- _What is expected_
Below are some records; write them all out again exactly.

- _Provided material_

+ + + + + + +

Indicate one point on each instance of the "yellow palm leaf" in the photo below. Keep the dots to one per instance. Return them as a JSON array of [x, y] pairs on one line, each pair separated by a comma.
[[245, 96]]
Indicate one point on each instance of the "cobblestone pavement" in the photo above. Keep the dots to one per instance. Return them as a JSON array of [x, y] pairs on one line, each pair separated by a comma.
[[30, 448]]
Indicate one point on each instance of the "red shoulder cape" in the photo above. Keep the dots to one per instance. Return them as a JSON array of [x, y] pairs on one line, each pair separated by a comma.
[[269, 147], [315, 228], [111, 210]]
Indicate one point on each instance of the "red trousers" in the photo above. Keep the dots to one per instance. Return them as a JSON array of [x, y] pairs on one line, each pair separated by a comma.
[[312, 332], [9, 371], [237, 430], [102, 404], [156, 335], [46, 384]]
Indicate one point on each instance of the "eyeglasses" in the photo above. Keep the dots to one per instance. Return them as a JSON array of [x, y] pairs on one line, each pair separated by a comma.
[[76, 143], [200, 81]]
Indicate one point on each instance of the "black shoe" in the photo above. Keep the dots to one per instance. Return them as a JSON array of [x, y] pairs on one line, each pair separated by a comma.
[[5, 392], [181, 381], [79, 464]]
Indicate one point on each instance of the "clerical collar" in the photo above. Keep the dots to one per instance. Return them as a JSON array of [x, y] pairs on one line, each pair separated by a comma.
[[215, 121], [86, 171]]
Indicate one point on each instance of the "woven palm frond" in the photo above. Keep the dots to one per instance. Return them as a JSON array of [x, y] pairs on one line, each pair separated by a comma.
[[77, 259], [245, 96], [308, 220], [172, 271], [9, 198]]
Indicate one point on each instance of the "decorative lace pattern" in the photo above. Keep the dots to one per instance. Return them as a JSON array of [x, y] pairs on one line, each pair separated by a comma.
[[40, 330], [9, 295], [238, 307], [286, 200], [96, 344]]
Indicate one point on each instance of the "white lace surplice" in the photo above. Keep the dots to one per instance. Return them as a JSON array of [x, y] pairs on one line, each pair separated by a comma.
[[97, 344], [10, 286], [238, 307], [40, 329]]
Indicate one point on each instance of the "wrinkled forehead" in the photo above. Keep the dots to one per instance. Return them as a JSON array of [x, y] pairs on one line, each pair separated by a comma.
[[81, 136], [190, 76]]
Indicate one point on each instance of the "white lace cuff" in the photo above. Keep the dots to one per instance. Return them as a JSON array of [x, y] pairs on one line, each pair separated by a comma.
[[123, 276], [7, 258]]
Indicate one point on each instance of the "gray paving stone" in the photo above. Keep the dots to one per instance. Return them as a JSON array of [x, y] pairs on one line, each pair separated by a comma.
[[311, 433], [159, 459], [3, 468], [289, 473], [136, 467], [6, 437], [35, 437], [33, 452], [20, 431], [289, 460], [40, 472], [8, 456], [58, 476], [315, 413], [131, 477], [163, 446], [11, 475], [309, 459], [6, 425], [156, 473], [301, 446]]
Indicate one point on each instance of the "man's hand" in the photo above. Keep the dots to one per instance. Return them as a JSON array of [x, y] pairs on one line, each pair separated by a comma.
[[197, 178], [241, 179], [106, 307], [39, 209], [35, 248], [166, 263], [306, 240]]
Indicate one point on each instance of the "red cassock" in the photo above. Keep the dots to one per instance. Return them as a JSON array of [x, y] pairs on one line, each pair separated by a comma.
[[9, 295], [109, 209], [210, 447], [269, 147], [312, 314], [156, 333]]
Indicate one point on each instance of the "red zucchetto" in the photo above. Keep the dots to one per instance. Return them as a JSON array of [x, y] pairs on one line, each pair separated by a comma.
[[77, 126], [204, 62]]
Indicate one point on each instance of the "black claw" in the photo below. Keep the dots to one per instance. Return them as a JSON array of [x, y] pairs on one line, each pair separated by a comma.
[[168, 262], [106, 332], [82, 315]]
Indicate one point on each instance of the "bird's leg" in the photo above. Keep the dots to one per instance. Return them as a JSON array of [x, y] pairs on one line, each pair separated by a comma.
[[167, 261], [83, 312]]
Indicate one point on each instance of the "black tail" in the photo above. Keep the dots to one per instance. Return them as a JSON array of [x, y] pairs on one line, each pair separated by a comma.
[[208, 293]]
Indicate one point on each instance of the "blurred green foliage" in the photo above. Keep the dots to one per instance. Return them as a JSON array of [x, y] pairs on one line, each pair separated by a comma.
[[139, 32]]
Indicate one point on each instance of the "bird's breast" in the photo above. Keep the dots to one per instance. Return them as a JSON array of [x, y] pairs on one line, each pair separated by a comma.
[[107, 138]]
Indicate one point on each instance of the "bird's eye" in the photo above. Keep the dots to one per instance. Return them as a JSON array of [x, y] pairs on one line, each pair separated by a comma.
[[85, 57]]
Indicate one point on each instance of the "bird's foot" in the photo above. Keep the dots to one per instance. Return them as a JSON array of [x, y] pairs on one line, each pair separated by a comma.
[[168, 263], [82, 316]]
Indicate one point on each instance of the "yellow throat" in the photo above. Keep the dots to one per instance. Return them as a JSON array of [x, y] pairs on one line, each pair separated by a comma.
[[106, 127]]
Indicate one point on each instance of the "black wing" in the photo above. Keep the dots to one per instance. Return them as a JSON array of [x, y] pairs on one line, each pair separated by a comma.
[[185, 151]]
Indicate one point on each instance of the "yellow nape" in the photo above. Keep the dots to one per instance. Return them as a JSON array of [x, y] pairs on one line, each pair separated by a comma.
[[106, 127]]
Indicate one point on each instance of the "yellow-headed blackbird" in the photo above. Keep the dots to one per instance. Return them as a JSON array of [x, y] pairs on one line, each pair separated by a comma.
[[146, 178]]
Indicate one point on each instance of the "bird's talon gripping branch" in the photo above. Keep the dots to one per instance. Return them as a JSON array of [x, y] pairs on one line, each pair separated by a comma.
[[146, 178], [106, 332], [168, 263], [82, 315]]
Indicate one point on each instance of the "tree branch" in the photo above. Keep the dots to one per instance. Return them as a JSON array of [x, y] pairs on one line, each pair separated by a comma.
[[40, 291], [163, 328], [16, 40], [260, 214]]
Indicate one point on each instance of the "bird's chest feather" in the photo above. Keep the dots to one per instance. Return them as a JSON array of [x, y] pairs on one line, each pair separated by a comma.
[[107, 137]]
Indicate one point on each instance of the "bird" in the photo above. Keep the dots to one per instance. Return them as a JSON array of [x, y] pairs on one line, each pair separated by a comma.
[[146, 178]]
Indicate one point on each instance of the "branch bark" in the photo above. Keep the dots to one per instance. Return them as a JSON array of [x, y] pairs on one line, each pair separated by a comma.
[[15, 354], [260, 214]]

+ + + + + + +

- _Written reply_
Indicate one point on each instance of the "yellow palm leaf" in the photo below. Keep the dots to one per instance. Return them as a JSON array of [x, y] pairs on one line, each pair separated by a comma.
[[245, 96]]
Indicate one point on each instance of the "cobblestone pavement" in the photo above. Keep the dots to one per instance. Return them as a JSON array of [x, y] pairs on one line, each pair separated by a comma.
[[30, 448]]
Indicate one point on each instance of the "red shoulder cape" in the photo above. Keep the dots to one per instance. Return them as a JSON array of [x, y] pairs on one line, each pair separated by a comma.
[[269, 147], [315, 228], [111, 210]]
Indicate one point on each instance of the "red trousers" in the photo above. Keep the dots to one per instance. Return them as a JSON array of [x, y] pairs on one line, each pair separated by a comma.
[[312, 332], [9, 371], [237, 430], [102, 404], [156, 335], [46, 384]]
Indicate one point on each instance of the "eyeglasses" in the photo above. Keep the dots to one per instance. Return them as a JSON array of [x, y] pairs on one line, each pair separated by a comma.
[[76, 143], [200, 81]]
Indicate one point on each instance of the "black shoe" in the photo above. Keep the dots to one per instance. Return them as a JSON array of [x, y] pairs on one line, each pair separated by a comma.
[[5, 392], [181, 381], [79, 464]]
Indicate one point on each instance of the "clerical collar" in the photo above. Keep the dots to one per instance. Return them as a JSON array of [x, y] pairs on one line, each pair separated by a comma.
[[215, 121], [86, 171]]
Indicate one point on each instance of the "woven palm frond" in the photo above. Keep the dots to one per instance. Return them as a JSON array of [x, y] pairs on one line, each pair separated by a comma.
[[77, 259], [245, 96], [308, 220], [172, 271], [9, 198]]
Indicate one point on each instance of the "decorative lace pattern" in the photo above. Keep the dots to one per instance. Return them as a JSON array of [x, y] pairs on one line, each pair separated by a comma.
[[40, 330], [9, 295], [238, 307], [286, 200], [96, 344]]
Indicate one point on each instance of the "white lace surplice" in the photo above. Keep the dots to one per instance. Return them as a JSON array of [x, y] pairs on one line, each pair separated by a comma.
[[97, 344], [10, 286], [238, 307], [40, 329]]
Indicate one point on each instance of the "wrinkled forehead" in the photo above. Keep the dots to one per instance. Return them as a JSON array of [x, y] pairs on one line, each pair separated by a comma.
[[81, 136], [190, 76]]
Indicate one point on each instance of the "white lace cuff" in the photo above. Keep the dots to one per instance. Return them as a JSON array of [x, y] pairs on one line, each pair separated by a comma.
[[123, 276], [7, 258]]
Indicate one point on each instance of the "gray paving stone" in the photo above. Keep the dots to one per instance. Return them as a JSON array of [x, y] pairs on one line, each pair separated by a comma.
[[311, 433], [159, 459], [3, 468], [289, 473], [136, 467], [6, 437], [35, 437], [33, 452], [20, 431], [289, 460], [40, 472], [8, 456], [58, 476], [315, 413], [131, 477], [163, 446], [11, 475], [309, 459], [6, 425], [156, 473], [301, 446]]
Indicate one point on each instance of the "man's hand" in the photo above. Keep the dots to one per instance. Return them as a JSON array of [x, y] pairs on one line, each pair separated by a comma.
[[197, 178], [241, 179], [106, 307], [39, 209], [35, 248], [166, 263], [306, 240]]
Indicate one point on each instance of the "red cassock" in the photo above. Keep the dots to one per instance. Return them as a JSON array of [x, y] pairs on one line, each pair separated by a comma.
[[9, 295], [109, 209], [210, 447], [269, 147], [312, 314], [156, 333]]
Indicate one point on each instance of the "red zucchetto" in the photo above. Keep the dots to one per instance. Return them as a JSON array of [x, y] pairs on one line, each pair separated by a comma.
[[77, 126], [204, 62]]
Indicate one point on each instance of the "black claw" in the photo below. Keep the dots to one per instance. Return them as a JSON array of [x, y] pairs on one line, each pair separated by a comma.
[[168, 262], [106, 332], [82, 315]]
Indicate one point on each instance of the "bird's leg" in the photo above. Keep the dots to one per instance. Return them as a JSON array of [x, y] pairs on one line, each pair separated by a comma.
[[167, 261], [83, 312]]
Indicate one point on each instance of the "black tail" in the photo above. Keep the dots to one per instance. Return them as a JSON array of [x, y] pairs on one line, each pair separated by a comma.
[[208, 293]]
Indicate one point on each instance of the "blurred green foliage" in the photo above. Keep the dots to one per instance. Return them as a JSON array of [x, y] pairs on one line, each pair separated by a comma.
[[139, 32]]
Indicate one point on each instance of the "bird's breast" in the photo above. Keep the dots to one per instance. Return them as a JSON array of [x, y] pairs on one line, each pair separated by a comma.
[[107, 138]]
Indicate one point on each instance of the "bird's eye" in the photo above. Keep the dots to one per instance. Return them as a JSON array of [x, y] pairs on one line, each pair separated by a comma.
[[85, 57]]
Indicate one point on each instance of the "bird's foot" in the photo above. Keep the dots to one per instance. Return them as a JSON array of [x, y] pairs on one line, each pair separated by a comma.
[[168, 263], [82, 316]]
Indicate one point on each instance of the "yellow throat" in the photo above. Keep the dots to one per instance. Return them as a JSON array of [x, y] pairs on one line, each pair separated by a comma.
[[106, 127]]
Indicate one point on each instance of the "black wing" in the photo above. Keep the dots to one per instance. Return them as a JSON array of [x, y] pairs on one line, each pair separated by a comma.
[[185, 151]]
Indicate one point on each instance of the "yellow nape" in the photo above. Keep the dots to one per instance. Return them as a JSON array of [x, y] pairs on one line, each pair separated by a comma.
[[106, 127]]
Indicate one point on each instance of the "yellow-headed blackbird" in the photo above. Keep the dots to one per instance. Return them as a JSON array of [x, y] pairs on one line, each pair separated by a comma.
[[146, 178]]
Indicate one point on each instance of the "bird's talon gripping branch" in the photo above. Keep the dots to one per instance. Return them as a JSON array of [x, y] pairs on one line, each pair separated by a comma.
[[146, 178], [106, 332], [168, 263], [82, 315]]
Indicate one point on each instance of the "tree branch" in the photo above. Keep the dots to one per instance. Return them as a JSON array of [x, y] pairs on one line, each pair separated by a comma.
[[40, 291], [163, 328], [16, 40], [260, 214]]
Indicate one point on each instance of the "bird's chest feather" in the photo above. Keep the dots to one per instance. Return them as a JSON array of [x, y] pairs on one line, each pair separated by a comma.
[[107, 137]]
Indicate one point on each instance of the "bird" in the photo above. Keep the dots to one per instance. Return them as a JSON array of [x, y] pairs on one line, each pair separated by a comma.
[[146, 178]]
Indicate one point on each instance of the "branch bark" in the photo above. Keep the dots to one per instance. Return them as a JSON array of [x, y] pairs on one line, each pair separated by a comma.
[[15, 354], [260, 214]]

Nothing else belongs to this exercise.